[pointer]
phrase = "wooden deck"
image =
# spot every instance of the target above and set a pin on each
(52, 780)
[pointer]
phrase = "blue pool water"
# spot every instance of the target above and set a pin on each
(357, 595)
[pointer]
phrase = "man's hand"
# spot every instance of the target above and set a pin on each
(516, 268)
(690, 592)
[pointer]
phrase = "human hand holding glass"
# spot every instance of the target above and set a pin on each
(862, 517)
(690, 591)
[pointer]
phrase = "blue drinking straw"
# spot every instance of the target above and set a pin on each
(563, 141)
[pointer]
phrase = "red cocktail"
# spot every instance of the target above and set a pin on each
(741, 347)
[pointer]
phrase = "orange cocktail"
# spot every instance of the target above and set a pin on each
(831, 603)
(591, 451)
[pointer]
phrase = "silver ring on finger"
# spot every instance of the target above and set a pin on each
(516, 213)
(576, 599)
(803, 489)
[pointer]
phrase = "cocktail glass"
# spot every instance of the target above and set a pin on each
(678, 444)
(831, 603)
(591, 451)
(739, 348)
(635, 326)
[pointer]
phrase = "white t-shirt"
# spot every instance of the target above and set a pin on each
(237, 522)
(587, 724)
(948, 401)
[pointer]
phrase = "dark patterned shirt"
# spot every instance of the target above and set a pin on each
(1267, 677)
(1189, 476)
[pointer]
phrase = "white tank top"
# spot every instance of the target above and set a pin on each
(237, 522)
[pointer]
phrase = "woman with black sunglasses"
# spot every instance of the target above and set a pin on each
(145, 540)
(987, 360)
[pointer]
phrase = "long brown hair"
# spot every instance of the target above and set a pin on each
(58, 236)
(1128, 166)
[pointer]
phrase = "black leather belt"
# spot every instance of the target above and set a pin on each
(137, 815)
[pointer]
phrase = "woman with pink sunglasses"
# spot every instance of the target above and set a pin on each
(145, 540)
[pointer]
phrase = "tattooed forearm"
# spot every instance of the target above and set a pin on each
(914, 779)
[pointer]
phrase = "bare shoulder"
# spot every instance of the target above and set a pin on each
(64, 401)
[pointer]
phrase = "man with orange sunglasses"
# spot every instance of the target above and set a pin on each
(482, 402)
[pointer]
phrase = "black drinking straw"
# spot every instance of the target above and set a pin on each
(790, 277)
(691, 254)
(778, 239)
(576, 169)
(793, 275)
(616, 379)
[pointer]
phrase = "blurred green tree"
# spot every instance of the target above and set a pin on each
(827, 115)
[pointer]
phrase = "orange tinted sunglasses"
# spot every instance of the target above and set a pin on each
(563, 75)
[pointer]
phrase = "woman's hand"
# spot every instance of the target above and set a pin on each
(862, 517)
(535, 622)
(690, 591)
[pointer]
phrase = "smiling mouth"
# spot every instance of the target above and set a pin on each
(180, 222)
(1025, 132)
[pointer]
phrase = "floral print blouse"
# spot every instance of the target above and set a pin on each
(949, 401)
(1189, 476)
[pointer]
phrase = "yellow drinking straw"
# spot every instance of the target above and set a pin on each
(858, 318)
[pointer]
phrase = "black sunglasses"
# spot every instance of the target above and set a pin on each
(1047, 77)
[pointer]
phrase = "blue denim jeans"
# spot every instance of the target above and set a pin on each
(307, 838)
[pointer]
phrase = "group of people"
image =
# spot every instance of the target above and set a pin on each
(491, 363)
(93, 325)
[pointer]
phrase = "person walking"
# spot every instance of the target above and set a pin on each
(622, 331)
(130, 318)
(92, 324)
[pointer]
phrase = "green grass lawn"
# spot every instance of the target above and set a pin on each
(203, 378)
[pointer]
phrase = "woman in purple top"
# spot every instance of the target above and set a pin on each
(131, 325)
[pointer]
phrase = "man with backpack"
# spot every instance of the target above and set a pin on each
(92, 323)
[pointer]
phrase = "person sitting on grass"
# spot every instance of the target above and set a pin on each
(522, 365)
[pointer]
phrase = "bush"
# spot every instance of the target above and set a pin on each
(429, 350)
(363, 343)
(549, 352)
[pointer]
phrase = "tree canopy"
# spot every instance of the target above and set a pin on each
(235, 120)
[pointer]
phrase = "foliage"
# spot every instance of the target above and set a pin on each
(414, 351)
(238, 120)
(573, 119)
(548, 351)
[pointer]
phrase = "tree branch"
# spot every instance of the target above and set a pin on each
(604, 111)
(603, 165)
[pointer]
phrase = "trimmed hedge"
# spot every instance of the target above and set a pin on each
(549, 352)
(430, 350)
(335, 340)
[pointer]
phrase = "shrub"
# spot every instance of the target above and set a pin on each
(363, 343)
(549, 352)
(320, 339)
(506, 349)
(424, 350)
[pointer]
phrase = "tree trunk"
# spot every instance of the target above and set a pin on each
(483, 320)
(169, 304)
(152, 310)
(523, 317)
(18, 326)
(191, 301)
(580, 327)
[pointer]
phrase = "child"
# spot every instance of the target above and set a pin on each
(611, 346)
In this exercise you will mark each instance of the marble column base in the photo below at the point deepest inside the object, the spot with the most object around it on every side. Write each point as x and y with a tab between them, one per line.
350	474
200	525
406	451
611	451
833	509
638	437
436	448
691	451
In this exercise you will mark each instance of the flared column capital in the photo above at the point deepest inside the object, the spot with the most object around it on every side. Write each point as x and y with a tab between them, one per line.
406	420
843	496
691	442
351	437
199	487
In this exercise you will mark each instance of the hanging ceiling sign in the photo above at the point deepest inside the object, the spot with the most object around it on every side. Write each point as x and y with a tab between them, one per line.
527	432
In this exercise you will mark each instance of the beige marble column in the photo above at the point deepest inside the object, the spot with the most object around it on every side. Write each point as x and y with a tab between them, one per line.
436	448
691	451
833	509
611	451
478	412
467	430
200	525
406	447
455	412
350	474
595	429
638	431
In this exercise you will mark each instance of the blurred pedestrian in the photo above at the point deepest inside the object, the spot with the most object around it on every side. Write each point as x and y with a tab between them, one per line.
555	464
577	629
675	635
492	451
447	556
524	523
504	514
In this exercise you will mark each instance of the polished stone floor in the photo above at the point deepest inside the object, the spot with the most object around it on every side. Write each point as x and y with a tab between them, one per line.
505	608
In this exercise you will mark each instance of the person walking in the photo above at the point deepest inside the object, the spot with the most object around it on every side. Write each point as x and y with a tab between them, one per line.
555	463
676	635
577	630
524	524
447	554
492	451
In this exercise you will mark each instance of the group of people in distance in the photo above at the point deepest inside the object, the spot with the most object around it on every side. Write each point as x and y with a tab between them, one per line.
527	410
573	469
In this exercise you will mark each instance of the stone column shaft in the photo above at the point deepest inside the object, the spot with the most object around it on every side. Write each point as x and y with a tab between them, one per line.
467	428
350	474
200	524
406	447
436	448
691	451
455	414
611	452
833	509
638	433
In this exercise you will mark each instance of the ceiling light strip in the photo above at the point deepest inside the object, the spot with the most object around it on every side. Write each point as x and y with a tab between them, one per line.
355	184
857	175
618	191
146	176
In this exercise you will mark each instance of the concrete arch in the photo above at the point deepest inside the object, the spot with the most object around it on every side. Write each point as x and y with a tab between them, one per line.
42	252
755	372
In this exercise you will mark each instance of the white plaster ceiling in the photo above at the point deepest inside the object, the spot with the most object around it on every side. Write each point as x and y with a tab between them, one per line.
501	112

________________

### What is expected
Please quote every record above exactly as it appears.

### Task response
[pointer]
phrase = "wooden deck"
image =
# spot every instance of the target above and set a pin on each
(52, 780)
[pointer]
phrase = "blue pool water"
# spot every instance of the target above and set a pin on each
(357, 595)
[pointer]
phrase = "man's hand"
# spot every instance of the target above and set a pin on each
(516, 268)
(690, 592)
[pointer]
phrase = "human hand holding glass"
# spot every instance of the target above and set a pin on each
(862, 517)
(690, 591)
[pointer]
phrase = "blue drinking straw"
# spot every instance of the target above and set a pin on each
(563, 141)
[pointer]
phrase = "red cocktail"
# spot every instance of the target above and set a pin on each
(741, 347)
[pointer]
phrase = "orange cocktail"
# spot every instance of the target above and set a pin on each
(831, 603)
(591, 451)
[pointer]
phrase = "silver ring on finger"
# spot every instance of the target above and set a pin on each
(516, 213)
(576, 599)
(803, 489)
[pointer]
phrase = "cocktail glass"
# spot every instance of the target above and set a pin on each
(678, 444)
(831, 603)
(591, 451)
(739, 348)
(635, 326)
[pointer]
phrase = "white t-shirt"
# spot every instance of the target above and set a pin on each
(237, 522)
(587, 724)
(948, 401)
[pointer]
phrase = "dark patterned shirt"
# spot every instance of the target above and set a pin on each
(1267, 677)
(1189, 476)
[pointer]
phrase = "white tank top"
# spot every instance of the target above and set a pin on each
(237, 522)
[pointer]
phrase = "woman with black sunglasses"
# spot every instance of the target above and set a pin on each
(145, 540)
(987, 360)
[pointer]
phrase = "long brown hair"
# spot every instance of the target above and set a pin on each
(58, 236)
(1128, 166)
[pointer]
phrase = "black leather belt"
# spot every instance of the target above and set a pin on each
(137, 815)
[pointer]
phrase = "woman with pink sunglasses"
# spot every instance of the target above and set a pin on each
(145, 540)
[pointer]
phrase = "tattooed forearm"
# spot every instance of the target above and set a pin on each
(914, 779)
[pointer]
phrase = "bare shoulder"
# spot every instance of the target above and set a pin on each
(64, 401)
[pointer]
phrase = "man with orange sunglasses"
# spot every instance of the target above and set a pin on each
(482, 402)
[pointer]
phrase = "black drinking straw"
# spot every instance of the target above and set a pin on each
(790, 277)
(691, 254)
(778, 239)
(576, 169)
(793, 275)
(616, 379)
[pointer]
phrase = "blurred green tree"
# spot every instance of the target above and set a pin on each
(827, 115)
[pointer]
phrase = "orange tinted sunglasses"
# spot every instance of the target above and set a pin on each
(563, 75)
[pointer]
phrase = "woman's hand"
# spot every instance of the target above and set a pin on each
(862, 517)
(535, 622)
(690, 591)
[pointer]
phrase = "smiling mouth"
# spot every instance of the target above and set a pin on each
(180, 222)
(1025, 132)
[pointer]
phrase = "floral print blouse"
# spot every instance of the target above and set a pin on each
(949, 401)
(1189, 476)
[pointer]
phrase = "yellow drinking straw"
# spot every instance of the target above and set a pin on each
(858, 318)
[pointer]
phrase = "black sunglasses"
# spot every instance of the target above and set a pin on each
(1047, 77)
[pointer]
phrase = "blue denim jeans"
# spot every instance of the target above and set a pin on each
(307, 838)
[pointer]
phrase = "group of people"
image =
# spot every instance of the target above and set a pin on each
(491, 363)
(93, 325)
[pointer]
phrase = "person walking"
# spot every instance of the target above and set a pin on each
(622, 331)
(130, 318)
(92, 324)
[pointer]
phrase = "green grass lawn"
# spot every instance of the target above and set a pin on each
(203, 378)
[pointer]
phrase = "woman in purple top"
# spot every instance of the target above and set a pin on each
(131, 325)
[pointer]
phrase = "man with backpack"
# spot every instance of the target above and set a pin on each
(92, 323)
[pointer]
phrase = "person sitting on grass"
# spot every instance of the target above and set a pin on each
(522, 365)
[pointer]
phrase = "bush"
# spot every instance of the target above and set a pin on each
(429, 350)
(363, 343)
(549, 352)
[pointer]
phrase = "tree canopy"
# spot every instance of the target above and set a pin on each
(235, 120)
[pointer]
phrase = "foliage"
# spot every instance of the target above and set a pin on each
(414, 351)
(238, 120)
(573, 119)
(548, 351)
[pointer]
phrase = "tree branch"
# spot every instance of the target above and set a pin on each
(604, 111)
(603, 165)
[pointer]
phrase = "trimmed hedge"
# spot every instance of the target above and set a pin on each
(549, 352)
(430, 350)
(335, 340)
[pointer]
phrase = "shrub"
# spot every instance of the target above and set a pin on each
(363, 343)
(549, 352)
(320, 339)
(506, 349)
(424, 350)
[pointer]
phrase = "tree trunk"
# spot every instance of the target above and set a pin on each
(483, 320)
(169, 304)
(152, 310)
(523, 317)
(18, 326)
(191, 301)
(580, 327)
[pointer]
phrase = "child"
# spot every instance of the target above and set a pin on each
(611, 346)
In this exercise you will mark each instance of the marble column base in the photo below at the point deepest inside the object, the spot with the most object around it on every side. Write each point as x and y with a tab between them, one per line.
350	474
200	525
406	451
611	451
833	509
638	437
436	448
691	451
In this exercise you will mark each instance of the flared column capital in the photo above at the point deepest inside the object, the spot with the most object around it on every side. Write each point as x and y with a tab between them, one per line.
406	420
843	496
691	442
351	437
199	487
In this exercise you will mark each instance of the hanging ceiling sign in the photo above at the point deepest inside the object, the spot with the most object around it on every side. Write each point as x and y with a tab between them, one per line.
527	432
In this exercise you will mark each instance of the beige marble column in the photo above at the point deepest inside the object, the spot with the most object around it on every side. Write each point as x and y with a tab between them, one per line.
436	448
691	451
833	509
611	451
478	412
467	430
200	525
406	447
455	412
350	474
595	429
638	431
In this exercise you will mark each instance of the blurred pedestrian in the photo above at the point deepest inside the object, the spot with the most object around it on every side. Write each point as x and y with a tab between them, one per line.
555	464
577	629
675	635
492	451
447	556
524	523
504	514
In this exercise you will mark each instance of the polished stone floor in the photo above at the point deepest inside the object, the spot with the most object around it on every side. Write each point as x and y with a tab between them, one per line.
505	608
In this exercise you will mark each instance of the person walking in the photo above at the point deepest inside the object, the spot with the most object around it on every side. Write each point as x and y with a tab between them, one per line.
555	463
676	635
577	630
524	524
447	554
492	451
In this exercise you will mark each instance of the group of people in distance in the photo above at the point deepest inside the object, the spot with the most object around it on every side. Write each point as x and y with a tab between them, one per line.
527	410
573	469
In this exercise you will mark each instance of the stone column shaft in the photo above at the point deepest inside the object, the spot with the most object around it on every side. Write each point as x and y with a tab between them, one per line.
467	428
350	474
200	524
406	447
436	448
691	451
455	414
611	452
833	509
638	433
In this exercise you will mark each instance of the ceiling light strip in the photo above at the point deepest inside the object, the spot with the most object around it on every side. Write each point as x and y with a tab between them, one per line.
355	184
857	175
618	191
146	176
In this exercise you will mark each instance of the concrete arch in the photo above at the point deepest inside the object, the spot with the most object around it on every side. Write each point as x and y with a tab between them, one per line.
42	252
755	372
In this exercise you will mark each instance of the white plaster ceiling in the photo above at the point deepest inside the object, the spot with the most object around it on every side. Write each point as x and y with a tab between them, one per line.
501	112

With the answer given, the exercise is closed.